TEXT:
--- --- ---
The most useless error message would have to be "Malfunction 54."


As remembered from my third-year design course at University:

In the 1980's, a Canadian company designed a medical computer system called the Therac25 that used low-intensity radiation to treat small tumors in cancer patients. The device consisted of a reinforced lead box of sorts, with a bunch of medical devices inside, the most exciting of which was a radioactive component that was safely stored during most operations, unless the nurse who was operating the machine didn't follow the set procedures.

The most exciting part of all of this was the terminal attached to the device that controlled all of the functions, from simple power-ups to timing to the actual treatments.
--- --- ---
WORK ORDER 1: According to the Therac25 text, what kind of radiation did the device use to treat small tumors in cancer patients?
WORK ORDER 2: Reproduce the stretch of the Therac25 text from "The most exciting part" through "the actual treatments.", changing "terminal" to "console".
WORK ORDER 3: Carry the Therac25 text forward from its last sentence.

INFORMATION GIVEN:
--- --- ---
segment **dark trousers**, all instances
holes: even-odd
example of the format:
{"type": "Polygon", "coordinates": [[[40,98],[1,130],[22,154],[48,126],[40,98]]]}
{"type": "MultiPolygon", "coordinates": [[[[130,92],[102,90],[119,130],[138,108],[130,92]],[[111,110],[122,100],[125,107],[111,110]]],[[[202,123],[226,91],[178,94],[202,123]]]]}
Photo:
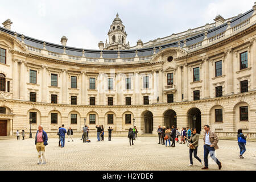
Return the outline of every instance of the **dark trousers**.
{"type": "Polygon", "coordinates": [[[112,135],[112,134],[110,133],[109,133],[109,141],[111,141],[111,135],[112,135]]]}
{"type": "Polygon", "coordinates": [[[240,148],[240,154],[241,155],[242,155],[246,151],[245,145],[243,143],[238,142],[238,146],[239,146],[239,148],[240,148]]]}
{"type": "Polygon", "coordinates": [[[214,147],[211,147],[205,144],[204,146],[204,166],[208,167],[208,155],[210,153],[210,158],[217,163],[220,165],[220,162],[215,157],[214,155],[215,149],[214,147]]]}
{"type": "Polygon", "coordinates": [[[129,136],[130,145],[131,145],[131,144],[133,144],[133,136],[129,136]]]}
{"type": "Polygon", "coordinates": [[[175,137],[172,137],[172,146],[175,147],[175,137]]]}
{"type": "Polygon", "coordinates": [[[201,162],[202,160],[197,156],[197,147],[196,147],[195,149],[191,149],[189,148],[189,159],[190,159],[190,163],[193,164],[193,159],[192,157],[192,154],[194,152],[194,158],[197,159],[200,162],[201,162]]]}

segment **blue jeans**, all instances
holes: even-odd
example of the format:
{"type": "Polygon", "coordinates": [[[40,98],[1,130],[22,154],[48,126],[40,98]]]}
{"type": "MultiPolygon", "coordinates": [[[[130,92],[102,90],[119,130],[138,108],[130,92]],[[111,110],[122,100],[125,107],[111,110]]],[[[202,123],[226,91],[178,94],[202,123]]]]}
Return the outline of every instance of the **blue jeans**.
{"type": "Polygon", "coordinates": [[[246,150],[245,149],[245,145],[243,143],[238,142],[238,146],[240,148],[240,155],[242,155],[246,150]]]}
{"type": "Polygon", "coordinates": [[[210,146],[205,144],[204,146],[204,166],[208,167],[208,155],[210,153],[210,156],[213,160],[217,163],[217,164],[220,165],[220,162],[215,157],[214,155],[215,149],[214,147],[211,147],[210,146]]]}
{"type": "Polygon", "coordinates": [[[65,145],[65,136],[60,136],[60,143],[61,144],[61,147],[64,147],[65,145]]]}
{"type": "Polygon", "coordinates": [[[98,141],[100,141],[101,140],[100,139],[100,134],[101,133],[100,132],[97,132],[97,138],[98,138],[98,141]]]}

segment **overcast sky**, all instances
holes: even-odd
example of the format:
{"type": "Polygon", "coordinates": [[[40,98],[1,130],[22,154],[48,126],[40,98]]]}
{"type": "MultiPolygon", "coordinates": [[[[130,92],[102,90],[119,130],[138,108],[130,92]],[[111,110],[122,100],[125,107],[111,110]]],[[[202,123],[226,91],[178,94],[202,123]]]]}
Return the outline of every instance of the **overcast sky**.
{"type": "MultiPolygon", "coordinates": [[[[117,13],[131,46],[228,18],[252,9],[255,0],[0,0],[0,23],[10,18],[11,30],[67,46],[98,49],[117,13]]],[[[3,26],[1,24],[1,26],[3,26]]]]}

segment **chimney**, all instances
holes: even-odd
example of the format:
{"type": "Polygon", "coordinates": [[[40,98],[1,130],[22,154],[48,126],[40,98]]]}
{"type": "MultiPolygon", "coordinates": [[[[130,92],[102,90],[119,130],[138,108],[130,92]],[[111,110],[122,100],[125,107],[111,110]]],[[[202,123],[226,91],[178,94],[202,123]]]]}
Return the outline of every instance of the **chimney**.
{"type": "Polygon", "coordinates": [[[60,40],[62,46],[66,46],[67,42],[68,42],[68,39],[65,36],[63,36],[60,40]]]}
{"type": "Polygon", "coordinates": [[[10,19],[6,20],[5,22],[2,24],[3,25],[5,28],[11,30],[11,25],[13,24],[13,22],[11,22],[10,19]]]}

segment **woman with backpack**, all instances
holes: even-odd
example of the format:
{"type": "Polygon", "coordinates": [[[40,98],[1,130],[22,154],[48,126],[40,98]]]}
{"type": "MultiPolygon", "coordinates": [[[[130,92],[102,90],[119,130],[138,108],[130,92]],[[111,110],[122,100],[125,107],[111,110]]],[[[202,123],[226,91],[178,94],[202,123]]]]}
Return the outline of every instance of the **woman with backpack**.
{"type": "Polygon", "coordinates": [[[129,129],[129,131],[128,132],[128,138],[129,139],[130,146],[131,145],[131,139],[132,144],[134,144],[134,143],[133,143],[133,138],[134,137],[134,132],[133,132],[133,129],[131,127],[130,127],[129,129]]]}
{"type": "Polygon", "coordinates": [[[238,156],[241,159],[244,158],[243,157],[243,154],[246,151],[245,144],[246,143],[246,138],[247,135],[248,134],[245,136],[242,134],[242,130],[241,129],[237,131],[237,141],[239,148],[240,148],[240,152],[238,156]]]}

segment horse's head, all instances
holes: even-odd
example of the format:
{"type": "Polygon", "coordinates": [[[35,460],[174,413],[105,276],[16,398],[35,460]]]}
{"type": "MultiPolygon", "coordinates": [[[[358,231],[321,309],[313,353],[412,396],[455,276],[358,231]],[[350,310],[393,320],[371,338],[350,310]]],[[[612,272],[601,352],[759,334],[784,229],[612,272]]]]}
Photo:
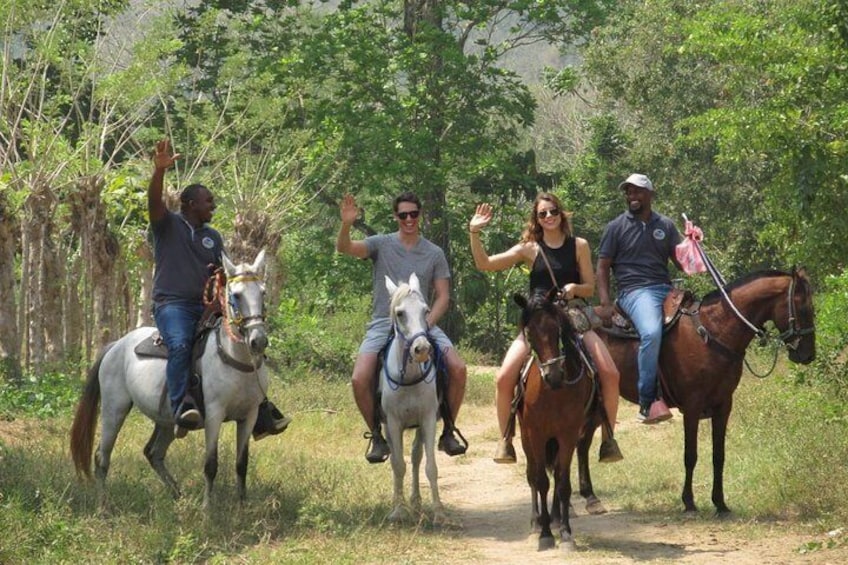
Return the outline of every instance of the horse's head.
--- --- ---
ANSWER BOX 1: Low-intensity radiation.

ANSWER BOX 2:
The most exciting part of all of this was the console attached to the device that controlled all of the functions, from simple power-ups to timing to the actual treatments.

ANSWER BOX 3:
If the user of the machine did anything wrong, it would come up with the message "Malfunction ##", ## being a two digit number representing errors from the most mundane (power of the machine not being turned on) to the extreme (patient in contact with radioactive materials for WAY too long). To make matters even worse, certain malfunction codes represented more than one type of error. No other information would appear, and the error message could be cleared just by pressing any key to continue.

The most notorious of these codes was "Malfunction 54", a term now notorious in its usage to denote useless error codes.

This error code, in fact, killed approximately six people because the nurses had no idea what it meant. "Malfunction 54" indeed represented a dosage of radiation up to ten times more than the safe limit for any sort of treatment.